- [WORK TASK]: Transcribe every record exactly as it appears.

- [DATA SECTION]:
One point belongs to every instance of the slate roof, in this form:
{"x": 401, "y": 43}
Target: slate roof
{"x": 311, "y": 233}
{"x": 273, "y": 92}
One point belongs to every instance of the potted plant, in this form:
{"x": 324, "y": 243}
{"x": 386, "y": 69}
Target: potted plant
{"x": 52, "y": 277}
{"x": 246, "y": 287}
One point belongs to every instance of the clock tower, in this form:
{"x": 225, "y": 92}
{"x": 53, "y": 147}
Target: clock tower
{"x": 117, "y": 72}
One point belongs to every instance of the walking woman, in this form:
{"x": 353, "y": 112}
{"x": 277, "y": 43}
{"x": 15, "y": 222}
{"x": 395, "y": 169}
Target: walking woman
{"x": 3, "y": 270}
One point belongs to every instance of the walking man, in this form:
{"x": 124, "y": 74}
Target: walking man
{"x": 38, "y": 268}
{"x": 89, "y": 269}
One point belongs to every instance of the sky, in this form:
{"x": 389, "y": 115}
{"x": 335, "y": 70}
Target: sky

- [SOLUTION FOR THIS EXERCISE]:
One point belongs to every instance of the slate roof, in this form:
{"x": 401, "y": 43}
Target: slate roof
{"x": 311, "y": 233}
{"x": 273, "y": 92}
One point belongs to every instance of the potted plant, in this form:
{"x": 324, "y": 243}
{"x": 386, "y": 69}
Target: potted plant
{"x": 52, "y": 277}
{"x": 246, "y": 287}
One point belongs to every instance of the clock tower, in this form:
{"x": 225, "y": 92}
{"x": 53, "y": 147}
Target: clock tower
{"x": 117, "y": 72}
One point belongs to every instance of the walking woman, in this form:
{"x": 353, "y": 112}
{"x": 277, "y": 43}
{"x": 15, "y": 222}
{"x": 395, "y": 169}
Target: walking woman
{"x": 3, "y": 270}
One point belongs to every instance of the walking man, in this form:
{"x": 124, "y": 74}
Target: walking man
{"x": 38, "y": 268}
{"x": 89, "y": 269}
One point belongs to every instance of the sky, in this form:
{"x": 389, "y": 115}
{"x": 335, "y": 70}
Target: sky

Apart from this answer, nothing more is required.